- Source excerpt:
==*==
Kaleidescape vows to hold its ground

By Paul Sweeting -- Video Business, 8/16/2007

AUG. 16 | The ongoing legal skirmish between the DVD Copy Control Assn. and home media server marketer Kaleidescape Systems flared again last week. The CSS licensing agent issued its first formal response to Kaleidescape’s earlier threat to bring an anti-trust action against the group if it proceeded with a proposed amendment to the specifications governing the design of DVD drives.

In a letter to Kaleidescape’s attorneys dated Aug. 6, DVD-CCA attorney Perry Johnson called the threat “unfounded” and accused Kaleidescape of attempting to “derail DVD-CCA’s fair and open amendment process.”

But the letter stopped short of declaring whether DVD-CCA would go ahead with considering the amendment.

The group’s next meeting is tentatively scheduled for late September, and no agenda has been issued.

In an interview, Johnson said the decision would be up to the amendment’s sponsors.

The letter was sent in response to an earlier missive from Kaleidescape CEO Michael Malcolm to members of DVD-CCA’s Copy Protection Advisory Committee and copied to the U.S. Department of Justice and the Federal Trade Commission. In that letter, Malcolm warned of “substantial anti-trust liability” if the group adopted the proposed change to the CSS license.

The amendment, originally sponsored by Warner Bros., The Walt Disney Co. and two companies each from the consumer electronics and IT industries, would moot a judgment in favor of Kaleidescape by a California state court in a breach-of-contract claim brought against Kaleidescape by DVD-CCA.

The litigation accused Kaleidescape of violating the CSS license by designing its home media servers to allow DVDs to be copied permanently onto the device’s hard drive for streaming over a home network.
==*==
- Directions for this task: In the news article above, which court ruled in Kaleidescape's favor in the breach-of-contract claim brought by DVD-CCA?
==*==
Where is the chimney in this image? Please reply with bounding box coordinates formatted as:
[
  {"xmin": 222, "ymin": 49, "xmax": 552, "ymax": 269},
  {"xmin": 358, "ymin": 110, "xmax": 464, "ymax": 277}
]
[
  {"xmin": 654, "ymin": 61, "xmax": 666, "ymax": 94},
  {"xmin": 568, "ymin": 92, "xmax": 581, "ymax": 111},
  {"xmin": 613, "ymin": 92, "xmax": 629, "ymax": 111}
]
==*==
- Correct answer: A California state court.